■ TRAVAIL À FAIRE ■
A: Dans le texte sur Armstrong et le dopage, quel journal a rapporté en 2005 que six échantillons d'urine d'Armstrong prélevés lors du tour de 1999 s'étaient avérés positifs à l'EPO ?
B: Relevez toutes les personnes désignées par leur nom dans le texte sur Armstrong et le dopage.
C: Rédigez la suite du texte sur Armstrong et le dopage, en commençant après sa dernière phrase.

■ TEXTE À LIRE ■
•••
Au contraire, il a dignement suivi le groupe de ses coéquipiers jusqu’à la ligne d’arrivée, la tête légèrement inclinée, s’essayant même à un sourire. Il est tombé, il a glissé, et voilà. Il n’était qu’un être humain après tout. Point positif: personne ne pourrait l’accuser de s’être dopé -du moins cette année.
La compétition de trop
Mais Armstrong a d’ores déjà des problèmes bien plus graves que de ne pas remporter un huitième Tour de France. Si l’enquête fédérale finit par aboutir -et que ses anciens amis et coéquipiers corroborent tout ou partie des accusations de Landis- il pourrait bien regretter d’avoir effectué son retour dans la compétition
Pour les grands athlètes, il est toujours difficile de ne pas faire la compétition de trop. Armstrong a tenté une fois de se retirer. Il était alors au sommet de sa gloire et venait de remporter son septième tour. Mais il n’y est pas arrivé. En revenant à la compétition, il tentait naturellement de regagner une partie de sa gloire passée, mais il a également poussé de nombreux observateurs à s’intéresser de plus près à sa période de règne sans partage.
Certes, les défenseurs d’Armstrong n’auraient sans doute pas pu trouver meilleur accusateur que Landis, ancien équipier revanchard, ayant lui-même avoué avoir triché. Mais pour toute personne s’étant intéressée au cyclisme ces dix dernières années, les accusations de Landis sont plus que plausibles. Armstrong a remporté ses Tours de France à une période où le dopage faisait des ravages, où les coureurs avaient recours à des transfusions de sang et à des injections d’EPO, ce que Landis reproche précisément à Armstrong.
Suspicions
Armstrong lui-même est suspecté de dopage depuis sa première victoire dans le Tour en 1999; il fut alors attaqué pour avoir utilisé une crème corticoïde afin de calmer des douleurs hémorroïdales. Mais alors que ces accusations étaient passées à la trappe, le journal l’Equipe rapporta en 2005 que six échantillons d’urine d’Armstrong, prélevés lors du tour de 1999, s’étaient avérées positives à l’EPO grâce à l’utilisation de tests qui n’existaient pas à la fin des années 1990. Ces résultats provenant des échantillons B d’Armstrong, qui plus est des années après la course, furent déclarés irrecevables par le Directeur du Tour Jean-Marie Leblanc. Durant le reste de son règne, tous les tests d’Armstrong se sont avérés négatifs (pour autant qu’on le sache.)
•••
■ EXTRAIT DES DONNÉES ■
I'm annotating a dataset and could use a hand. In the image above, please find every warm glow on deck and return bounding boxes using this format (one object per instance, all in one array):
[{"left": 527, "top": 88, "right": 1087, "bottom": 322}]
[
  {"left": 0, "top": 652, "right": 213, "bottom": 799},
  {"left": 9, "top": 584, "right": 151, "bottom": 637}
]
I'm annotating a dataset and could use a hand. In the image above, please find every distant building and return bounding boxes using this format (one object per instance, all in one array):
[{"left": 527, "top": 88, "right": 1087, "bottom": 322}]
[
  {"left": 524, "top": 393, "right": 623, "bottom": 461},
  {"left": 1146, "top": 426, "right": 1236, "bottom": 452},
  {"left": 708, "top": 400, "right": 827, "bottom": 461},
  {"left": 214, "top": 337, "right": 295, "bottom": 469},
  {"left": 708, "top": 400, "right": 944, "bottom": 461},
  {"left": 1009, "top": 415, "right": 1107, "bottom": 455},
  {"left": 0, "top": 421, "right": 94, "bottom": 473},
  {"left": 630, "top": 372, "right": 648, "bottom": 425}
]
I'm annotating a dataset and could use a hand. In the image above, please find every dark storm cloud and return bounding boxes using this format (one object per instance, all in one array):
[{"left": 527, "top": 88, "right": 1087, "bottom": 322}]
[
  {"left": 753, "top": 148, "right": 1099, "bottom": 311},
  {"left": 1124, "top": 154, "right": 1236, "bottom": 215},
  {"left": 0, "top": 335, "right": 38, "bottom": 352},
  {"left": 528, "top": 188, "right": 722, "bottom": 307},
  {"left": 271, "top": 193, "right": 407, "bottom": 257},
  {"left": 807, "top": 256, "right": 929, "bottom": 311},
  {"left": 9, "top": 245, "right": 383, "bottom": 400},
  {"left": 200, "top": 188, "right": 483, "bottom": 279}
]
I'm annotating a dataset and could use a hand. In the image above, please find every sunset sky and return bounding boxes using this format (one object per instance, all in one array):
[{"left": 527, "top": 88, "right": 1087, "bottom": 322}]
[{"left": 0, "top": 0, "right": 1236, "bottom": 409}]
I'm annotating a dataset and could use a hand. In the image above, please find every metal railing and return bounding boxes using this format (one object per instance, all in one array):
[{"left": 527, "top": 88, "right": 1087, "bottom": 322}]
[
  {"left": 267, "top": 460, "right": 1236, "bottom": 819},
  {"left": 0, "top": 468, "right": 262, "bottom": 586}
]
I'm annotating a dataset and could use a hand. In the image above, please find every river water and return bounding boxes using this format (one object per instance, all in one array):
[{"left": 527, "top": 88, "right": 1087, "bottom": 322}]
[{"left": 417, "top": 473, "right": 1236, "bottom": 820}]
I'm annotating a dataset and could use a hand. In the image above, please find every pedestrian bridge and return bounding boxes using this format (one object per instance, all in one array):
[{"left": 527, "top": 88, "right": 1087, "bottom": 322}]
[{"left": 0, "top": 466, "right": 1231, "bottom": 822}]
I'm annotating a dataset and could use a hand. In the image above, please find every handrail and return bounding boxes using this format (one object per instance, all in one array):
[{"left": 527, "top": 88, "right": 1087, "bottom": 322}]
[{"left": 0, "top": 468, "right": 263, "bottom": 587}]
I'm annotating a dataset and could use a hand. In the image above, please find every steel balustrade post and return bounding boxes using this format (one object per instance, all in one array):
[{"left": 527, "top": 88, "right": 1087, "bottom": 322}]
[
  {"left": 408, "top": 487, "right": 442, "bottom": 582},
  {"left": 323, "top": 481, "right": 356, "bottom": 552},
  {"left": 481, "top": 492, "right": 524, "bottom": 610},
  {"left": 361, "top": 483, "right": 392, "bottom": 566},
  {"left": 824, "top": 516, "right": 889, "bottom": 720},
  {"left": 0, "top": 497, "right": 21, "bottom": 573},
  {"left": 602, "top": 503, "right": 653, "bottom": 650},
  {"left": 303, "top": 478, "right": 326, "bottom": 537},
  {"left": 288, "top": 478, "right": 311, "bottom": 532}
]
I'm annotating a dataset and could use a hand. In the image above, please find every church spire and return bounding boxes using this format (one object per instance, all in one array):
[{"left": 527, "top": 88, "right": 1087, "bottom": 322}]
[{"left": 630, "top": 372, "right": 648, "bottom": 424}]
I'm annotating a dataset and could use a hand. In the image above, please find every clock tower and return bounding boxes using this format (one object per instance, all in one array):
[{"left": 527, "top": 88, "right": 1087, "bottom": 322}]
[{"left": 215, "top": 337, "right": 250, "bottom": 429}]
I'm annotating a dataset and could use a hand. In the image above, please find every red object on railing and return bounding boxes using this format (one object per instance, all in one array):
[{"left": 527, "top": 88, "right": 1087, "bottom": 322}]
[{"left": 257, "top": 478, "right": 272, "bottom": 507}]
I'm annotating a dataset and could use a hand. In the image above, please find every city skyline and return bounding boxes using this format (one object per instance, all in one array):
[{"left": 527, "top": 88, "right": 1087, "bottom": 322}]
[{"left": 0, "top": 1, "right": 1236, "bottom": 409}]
•••
■ RÉPONSES ATTENDUES ■
A: Le journal l'Equipe.

B: Armstrong, Landis, Jean-Marie Leblanc

C:
La litanie des tests négatifs d’Armstrong pourrait indiquer que Landis ment. Mais il convient de noter que Landis décrit, en détail, le plan mis en place pour augmenter les performances tout en évitant d’être contrôlé positif. Selon Landis, l’équipe d’Armstrong avait recours à des transfusions sanguines, qui demeurent très difficiles à détecter encore aujourd’hui, conjuguées à des injections d’EPO effectuées à des moments bien choisis et qui, selon Landis, devenaient indétectables au bout de huit heures -soit une bonne nuit de sommeil- tout en améliorant sensiblement les performances.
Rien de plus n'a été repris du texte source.